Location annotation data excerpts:
----
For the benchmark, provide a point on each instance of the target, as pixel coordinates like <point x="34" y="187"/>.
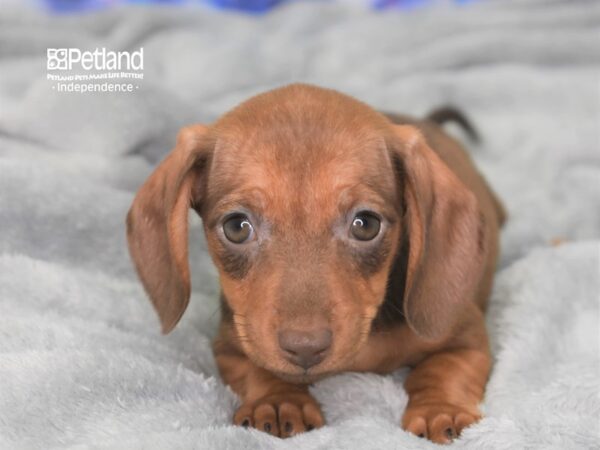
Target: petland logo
<point x="99" y="59"/>
<point x="83" y="71"/>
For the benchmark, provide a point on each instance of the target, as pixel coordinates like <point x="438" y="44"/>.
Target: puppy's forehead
<point x="302" y="148"/>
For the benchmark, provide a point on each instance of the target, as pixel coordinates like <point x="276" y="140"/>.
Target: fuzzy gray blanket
<point x="82" y="362"/>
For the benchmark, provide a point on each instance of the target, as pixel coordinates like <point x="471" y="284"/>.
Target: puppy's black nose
<point x="305" y="348"/>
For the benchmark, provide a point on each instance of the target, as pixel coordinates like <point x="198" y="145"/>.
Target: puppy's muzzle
<point x="305" y="348"/>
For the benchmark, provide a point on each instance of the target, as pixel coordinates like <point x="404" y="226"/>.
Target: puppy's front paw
<point x="439" y="423"/>
<point x="281" y="415"/>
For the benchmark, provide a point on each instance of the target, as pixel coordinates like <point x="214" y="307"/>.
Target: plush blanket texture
<point x="82" y="361"/>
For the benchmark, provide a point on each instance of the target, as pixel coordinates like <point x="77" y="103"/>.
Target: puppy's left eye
<point x="238" y="229"/>
<point x="365" y="226"/>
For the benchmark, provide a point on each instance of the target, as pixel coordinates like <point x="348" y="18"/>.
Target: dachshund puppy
<point x="345" y="240"/>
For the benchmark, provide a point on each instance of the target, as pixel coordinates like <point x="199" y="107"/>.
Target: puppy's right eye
<point x="238" y="229"/>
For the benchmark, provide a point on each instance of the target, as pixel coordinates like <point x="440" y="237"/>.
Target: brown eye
<point x="237" y="229"/>
<point x="365" y="226"/>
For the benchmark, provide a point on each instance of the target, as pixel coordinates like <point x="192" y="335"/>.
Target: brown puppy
<point x="344" y="242"/>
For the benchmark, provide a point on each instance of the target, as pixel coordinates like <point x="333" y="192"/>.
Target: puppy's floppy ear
<point x="445" y="237"/>
<point x="157" y="225"/>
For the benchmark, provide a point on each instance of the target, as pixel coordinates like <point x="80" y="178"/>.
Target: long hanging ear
<point x="445" y="238"/>
<point x="157" y="226"/>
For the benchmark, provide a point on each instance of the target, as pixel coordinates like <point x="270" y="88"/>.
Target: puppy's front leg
<point x="444" y="391"/>
<point x="268" y="403"/>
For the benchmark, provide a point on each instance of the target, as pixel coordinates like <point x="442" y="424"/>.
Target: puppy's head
<point x="306" y="196"/>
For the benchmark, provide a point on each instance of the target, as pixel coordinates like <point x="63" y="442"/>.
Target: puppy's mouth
<point x="309" y="376"/>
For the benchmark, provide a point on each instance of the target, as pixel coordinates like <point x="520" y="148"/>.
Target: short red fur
<point x="303" y="299"/>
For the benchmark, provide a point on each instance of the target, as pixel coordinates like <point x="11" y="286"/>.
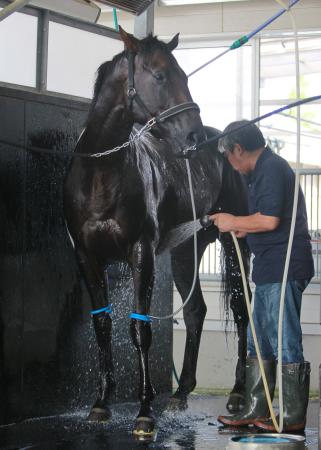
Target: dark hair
<point x="249" y="137"/>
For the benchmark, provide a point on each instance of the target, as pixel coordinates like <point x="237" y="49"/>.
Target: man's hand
<point x="224" y="221"/>
<point x="254" y="223"/>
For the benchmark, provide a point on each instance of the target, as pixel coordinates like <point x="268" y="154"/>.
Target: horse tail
<point x="233" y="200"/>
<point x="232" y="285"/>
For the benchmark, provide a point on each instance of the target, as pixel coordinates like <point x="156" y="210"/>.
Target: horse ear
<point x="173" y="43"/>
<point x="131" y="43"/>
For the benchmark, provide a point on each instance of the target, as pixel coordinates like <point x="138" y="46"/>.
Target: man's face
<point x="238" y="159"/>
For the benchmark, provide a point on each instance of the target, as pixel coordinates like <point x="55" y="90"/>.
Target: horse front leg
<point x="97" y="286"/>
<point x="194" y="315"/>
<point x="143" y="261"/>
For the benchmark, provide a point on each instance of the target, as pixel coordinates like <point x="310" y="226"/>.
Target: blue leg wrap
<point x="143" y="317"/>
<point x="106" y="309"/>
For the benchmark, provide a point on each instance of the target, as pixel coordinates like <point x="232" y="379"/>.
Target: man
<point x="271" y="184"/>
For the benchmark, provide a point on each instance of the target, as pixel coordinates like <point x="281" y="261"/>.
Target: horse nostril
<point x="193" y="138"/>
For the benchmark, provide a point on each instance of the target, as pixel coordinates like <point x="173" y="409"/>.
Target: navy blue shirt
<point x="271" y="192"/>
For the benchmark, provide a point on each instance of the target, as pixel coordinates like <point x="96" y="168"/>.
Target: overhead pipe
<point x="12" y="8"/>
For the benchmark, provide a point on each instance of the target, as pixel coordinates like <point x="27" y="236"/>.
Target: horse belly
<point x="105" y="239"/>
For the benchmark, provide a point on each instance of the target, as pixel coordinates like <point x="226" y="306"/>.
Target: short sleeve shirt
<point x="271" y="192"/>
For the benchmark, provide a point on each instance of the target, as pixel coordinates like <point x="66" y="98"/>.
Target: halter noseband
<point x="132" y="95"/>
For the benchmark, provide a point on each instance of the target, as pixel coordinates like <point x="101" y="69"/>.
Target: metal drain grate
<point x="133" y="6"/>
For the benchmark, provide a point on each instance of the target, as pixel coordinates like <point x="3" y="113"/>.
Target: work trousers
<point x="266" y="318"/>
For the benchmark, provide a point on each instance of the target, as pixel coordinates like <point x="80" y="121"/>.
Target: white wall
<point x="217" y="358"/>
<point x="212" y="19"/>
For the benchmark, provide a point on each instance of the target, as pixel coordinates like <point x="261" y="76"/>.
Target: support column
<point x="144" y="23"/>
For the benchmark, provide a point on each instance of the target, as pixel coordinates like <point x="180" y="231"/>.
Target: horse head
<point x="156" y="86"/>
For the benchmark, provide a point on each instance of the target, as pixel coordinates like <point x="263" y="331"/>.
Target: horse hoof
<point x="144" y="427"/>
<point x="176" y="404"/>
<point x="99" y="415"/>
<point x="235" y="403"/>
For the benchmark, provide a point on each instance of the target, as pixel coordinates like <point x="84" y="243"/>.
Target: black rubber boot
<point x="256" y="407"/>
<point x="296" y="384"/>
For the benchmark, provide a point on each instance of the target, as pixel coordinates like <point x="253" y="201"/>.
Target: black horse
<point x="120" y="207"/>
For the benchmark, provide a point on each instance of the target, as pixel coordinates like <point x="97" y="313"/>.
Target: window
<point x="18" y="50"/>
<point x="73" y="58"/>
<point x="223" y="88"/>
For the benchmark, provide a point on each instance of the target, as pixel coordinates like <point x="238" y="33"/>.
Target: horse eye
<point x="159" y="76"/>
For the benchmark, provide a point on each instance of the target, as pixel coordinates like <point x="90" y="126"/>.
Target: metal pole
<point x="13" y="7"/>
<point x="42" y="50"/>
<point x="144" y="23"/>
<point x="319" y="440"/>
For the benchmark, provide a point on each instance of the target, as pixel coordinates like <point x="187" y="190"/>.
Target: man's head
<point x="242" y="147"/>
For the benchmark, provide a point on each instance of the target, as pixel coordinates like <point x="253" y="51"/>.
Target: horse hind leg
<point x="97" y="286"/>
<point x="235" y="291"/>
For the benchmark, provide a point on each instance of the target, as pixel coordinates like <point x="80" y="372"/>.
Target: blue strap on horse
<point x="107" y="309"/>
<point x="142" y="317"/>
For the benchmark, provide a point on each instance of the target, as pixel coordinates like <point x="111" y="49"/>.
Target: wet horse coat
<point x="120" y="207"/>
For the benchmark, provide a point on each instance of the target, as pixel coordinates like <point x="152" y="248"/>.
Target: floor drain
<point x="266" y="442"/>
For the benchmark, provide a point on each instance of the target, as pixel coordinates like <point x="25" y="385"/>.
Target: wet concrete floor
<point x="193" y="429"/>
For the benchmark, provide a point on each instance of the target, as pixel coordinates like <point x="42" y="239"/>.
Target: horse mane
<point x="147" y="45"/>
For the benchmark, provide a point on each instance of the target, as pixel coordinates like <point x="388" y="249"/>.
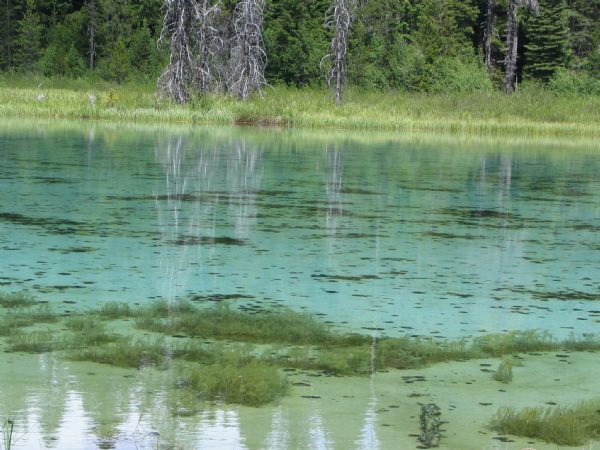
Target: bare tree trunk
<point x="487" y="36"/>
<point x="176" y="80"/>
<point x="248" y="58"/>
<point x="208" y="45"/>
<point x="512" y="40"/>
<point x="339" y="18"/>
<point x="92" y="28"/>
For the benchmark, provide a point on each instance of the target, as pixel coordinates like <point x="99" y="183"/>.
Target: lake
<point x="436" y="238"/>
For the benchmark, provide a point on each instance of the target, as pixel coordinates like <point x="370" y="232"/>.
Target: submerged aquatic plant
<point x="222" y="322"/>
<point x="115" y="310"/>
<point x="125" y="352"/>
<point x="253" y="384"/>
<point x="572" y="426"/>
<point x="498" y="344"/>
<point x="504" y="371"/>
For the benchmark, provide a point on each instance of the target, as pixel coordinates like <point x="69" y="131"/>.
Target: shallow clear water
<point x="418" y="235"/>
<point x="433" y="237"/>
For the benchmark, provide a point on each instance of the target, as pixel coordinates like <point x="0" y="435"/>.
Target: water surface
<point x="387" y="235"/>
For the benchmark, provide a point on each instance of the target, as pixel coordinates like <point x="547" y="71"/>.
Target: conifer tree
<point x="512" y="40"/>
<point x="547" y="44"/>
<point x="29" y="37"/>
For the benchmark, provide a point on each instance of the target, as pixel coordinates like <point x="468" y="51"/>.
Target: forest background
<point x="432" y="46"/>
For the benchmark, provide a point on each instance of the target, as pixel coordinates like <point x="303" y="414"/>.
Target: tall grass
<point x="527" y="112"/>
<point x="572" y="426"/>
<point x="253" y="384"/>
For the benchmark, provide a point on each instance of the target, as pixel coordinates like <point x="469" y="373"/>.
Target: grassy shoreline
<point x="531" y="113"/>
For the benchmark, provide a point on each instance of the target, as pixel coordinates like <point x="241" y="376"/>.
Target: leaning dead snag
<point x="339" y="18"/>
<point x="188" y="29"/>
<point x="208" y="44"/>
<point x="248" y="58"/>
<point x="176" y="80"/>
<point x="512" y="40"/>
<point x="488" y="33"/>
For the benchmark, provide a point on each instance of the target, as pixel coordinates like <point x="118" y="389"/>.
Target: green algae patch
<point x="498" y="344"/>
<point x="573" y="425"/>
----
WHAT TO DO: Filter the data above and copy out every line that contains the word "blanket".

SOLUTION TO THIS EXERCISE:
Target: fuzzy gray blanket
Target: plush blanket texture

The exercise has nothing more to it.